[Start of PROVIDED RECORDS]

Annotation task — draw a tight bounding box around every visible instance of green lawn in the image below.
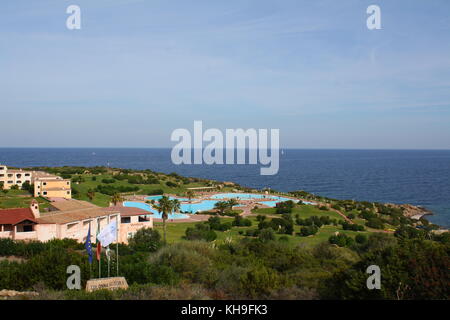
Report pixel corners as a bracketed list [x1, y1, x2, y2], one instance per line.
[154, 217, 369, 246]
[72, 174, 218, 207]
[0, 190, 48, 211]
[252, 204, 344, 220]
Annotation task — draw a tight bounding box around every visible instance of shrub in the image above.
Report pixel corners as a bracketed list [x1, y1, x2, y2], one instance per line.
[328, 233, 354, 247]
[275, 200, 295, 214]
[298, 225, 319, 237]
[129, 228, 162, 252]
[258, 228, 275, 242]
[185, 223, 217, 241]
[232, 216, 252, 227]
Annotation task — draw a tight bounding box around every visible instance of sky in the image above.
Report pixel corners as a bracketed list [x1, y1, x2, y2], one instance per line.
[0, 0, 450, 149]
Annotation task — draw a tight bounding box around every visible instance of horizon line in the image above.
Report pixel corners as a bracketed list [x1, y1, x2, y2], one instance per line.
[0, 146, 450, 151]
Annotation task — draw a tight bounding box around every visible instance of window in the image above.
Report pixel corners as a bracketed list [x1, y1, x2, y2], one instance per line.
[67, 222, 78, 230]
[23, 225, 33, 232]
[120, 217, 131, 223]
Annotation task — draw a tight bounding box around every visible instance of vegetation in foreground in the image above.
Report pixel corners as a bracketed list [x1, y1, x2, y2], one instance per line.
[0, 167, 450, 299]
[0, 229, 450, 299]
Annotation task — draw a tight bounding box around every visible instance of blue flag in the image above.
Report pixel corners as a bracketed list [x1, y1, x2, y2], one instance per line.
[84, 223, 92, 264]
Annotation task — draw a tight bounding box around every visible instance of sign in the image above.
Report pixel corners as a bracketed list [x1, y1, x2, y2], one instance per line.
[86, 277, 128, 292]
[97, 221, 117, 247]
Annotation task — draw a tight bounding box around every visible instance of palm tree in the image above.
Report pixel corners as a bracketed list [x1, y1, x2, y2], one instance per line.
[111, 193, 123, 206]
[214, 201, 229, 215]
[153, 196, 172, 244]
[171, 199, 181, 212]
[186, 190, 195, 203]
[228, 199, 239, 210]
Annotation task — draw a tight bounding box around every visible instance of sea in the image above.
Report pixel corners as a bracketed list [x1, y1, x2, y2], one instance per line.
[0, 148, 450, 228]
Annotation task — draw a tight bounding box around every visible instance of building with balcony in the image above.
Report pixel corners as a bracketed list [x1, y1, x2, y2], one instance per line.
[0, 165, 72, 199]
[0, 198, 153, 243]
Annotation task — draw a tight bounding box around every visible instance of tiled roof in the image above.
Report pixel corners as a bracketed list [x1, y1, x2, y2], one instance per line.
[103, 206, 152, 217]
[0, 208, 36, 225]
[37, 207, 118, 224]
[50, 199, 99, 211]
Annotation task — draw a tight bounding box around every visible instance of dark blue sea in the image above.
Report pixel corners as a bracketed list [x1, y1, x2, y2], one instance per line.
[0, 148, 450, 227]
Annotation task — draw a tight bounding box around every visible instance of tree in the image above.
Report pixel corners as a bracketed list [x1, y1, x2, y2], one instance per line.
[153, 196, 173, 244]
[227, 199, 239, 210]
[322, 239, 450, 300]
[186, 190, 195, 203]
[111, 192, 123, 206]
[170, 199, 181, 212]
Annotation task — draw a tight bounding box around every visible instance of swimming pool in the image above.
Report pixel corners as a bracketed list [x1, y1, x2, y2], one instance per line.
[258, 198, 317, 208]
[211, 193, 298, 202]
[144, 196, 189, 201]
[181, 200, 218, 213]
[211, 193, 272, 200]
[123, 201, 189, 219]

[End of PROVIDED RECORDS]
[Start of PROVIDED RECORDS]

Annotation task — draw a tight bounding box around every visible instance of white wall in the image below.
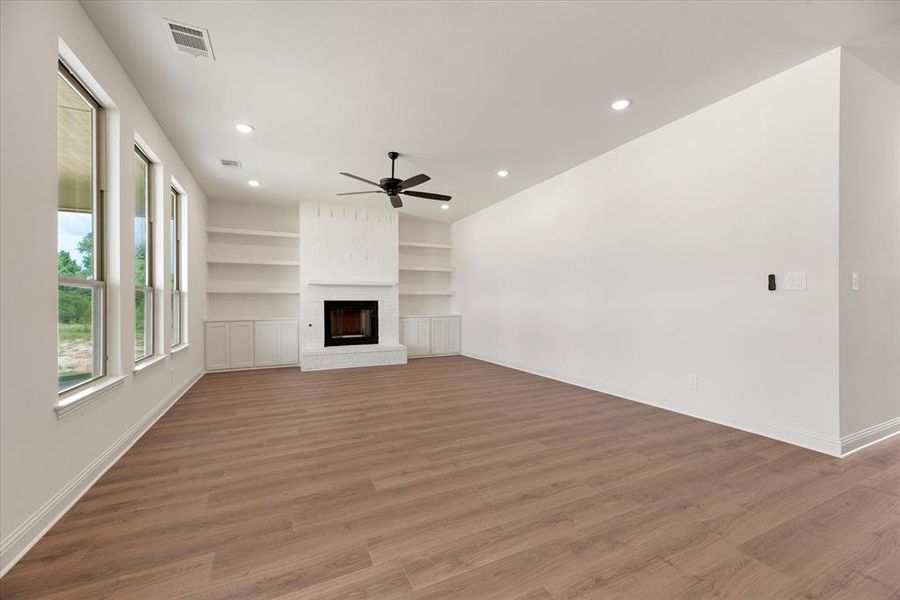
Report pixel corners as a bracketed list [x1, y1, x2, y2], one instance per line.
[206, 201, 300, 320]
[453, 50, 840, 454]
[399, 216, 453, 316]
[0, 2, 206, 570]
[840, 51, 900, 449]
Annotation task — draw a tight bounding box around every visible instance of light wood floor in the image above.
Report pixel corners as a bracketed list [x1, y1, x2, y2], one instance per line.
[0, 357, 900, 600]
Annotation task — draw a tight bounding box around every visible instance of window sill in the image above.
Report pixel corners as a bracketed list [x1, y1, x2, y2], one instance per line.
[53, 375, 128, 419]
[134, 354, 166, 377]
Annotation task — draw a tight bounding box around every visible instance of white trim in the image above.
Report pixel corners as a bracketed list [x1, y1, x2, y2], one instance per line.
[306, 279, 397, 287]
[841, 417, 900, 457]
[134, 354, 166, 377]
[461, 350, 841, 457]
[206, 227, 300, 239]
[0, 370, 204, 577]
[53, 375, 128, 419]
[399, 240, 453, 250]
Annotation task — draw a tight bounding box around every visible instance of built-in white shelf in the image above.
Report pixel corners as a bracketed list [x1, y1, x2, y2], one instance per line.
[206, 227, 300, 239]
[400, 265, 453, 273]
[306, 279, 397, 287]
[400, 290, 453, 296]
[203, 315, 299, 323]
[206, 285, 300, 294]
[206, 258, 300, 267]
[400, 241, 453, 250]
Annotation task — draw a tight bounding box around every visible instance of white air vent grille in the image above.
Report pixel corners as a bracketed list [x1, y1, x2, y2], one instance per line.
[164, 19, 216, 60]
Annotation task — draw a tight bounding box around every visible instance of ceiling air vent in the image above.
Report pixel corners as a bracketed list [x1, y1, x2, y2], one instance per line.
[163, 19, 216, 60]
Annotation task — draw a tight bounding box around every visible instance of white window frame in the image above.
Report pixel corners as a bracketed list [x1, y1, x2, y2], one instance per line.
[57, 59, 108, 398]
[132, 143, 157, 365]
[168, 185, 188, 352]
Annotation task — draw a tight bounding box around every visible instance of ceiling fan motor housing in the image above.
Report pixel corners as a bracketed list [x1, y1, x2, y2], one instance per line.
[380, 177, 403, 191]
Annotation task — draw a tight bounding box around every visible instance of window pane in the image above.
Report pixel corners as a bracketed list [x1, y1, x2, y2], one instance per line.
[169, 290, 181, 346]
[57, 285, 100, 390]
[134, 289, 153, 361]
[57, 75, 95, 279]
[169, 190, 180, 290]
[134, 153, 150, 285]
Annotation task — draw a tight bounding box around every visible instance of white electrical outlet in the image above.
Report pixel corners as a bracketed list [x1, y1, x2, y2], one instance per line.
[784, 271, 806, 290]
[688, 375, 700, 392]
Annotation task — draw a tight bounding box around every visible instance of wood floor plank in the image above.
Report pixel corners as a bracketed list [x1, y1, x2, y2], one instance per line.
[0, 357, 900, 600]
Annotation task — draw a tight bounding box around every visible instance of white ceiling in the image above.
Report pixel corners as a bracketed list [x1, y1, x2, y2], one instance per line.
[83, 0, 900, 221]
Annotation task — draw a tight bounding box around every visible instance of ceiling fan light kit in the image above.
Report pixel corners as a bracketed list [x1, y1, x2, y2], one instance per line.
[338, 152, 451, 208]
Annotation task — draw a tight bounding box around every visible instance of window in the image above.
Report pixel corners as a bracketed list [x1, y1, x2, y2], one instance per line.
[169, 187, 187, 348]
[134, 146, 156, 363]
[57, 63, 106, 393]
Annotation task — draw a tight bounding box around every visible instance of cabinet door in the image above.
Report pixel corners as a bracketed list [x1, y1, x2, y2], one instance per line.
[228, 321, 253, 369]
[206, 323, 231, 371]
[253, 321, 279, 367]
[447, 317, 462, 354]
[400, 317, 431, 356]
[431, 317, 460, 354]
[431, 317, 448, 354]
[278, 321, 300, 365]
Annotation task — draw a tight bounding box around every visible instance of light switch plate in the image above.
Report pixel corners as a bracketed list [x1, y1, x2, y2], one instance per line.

[End of PROVIDED RECORDS]

▶ _AIM_
Return, character for character, the lines starting at the one containing "flag in the image above." and ending at the one containing "[84, 223, 92, 264]", both included.

▶ _FINISHED TASK_
Annotation task — draw a tight bounding box around every visible instance of blue flag in the image above.
Report pixel corners as a bracketed list [x1, y1, x2, y2], one instance per line.
[84, 223, 92, 264]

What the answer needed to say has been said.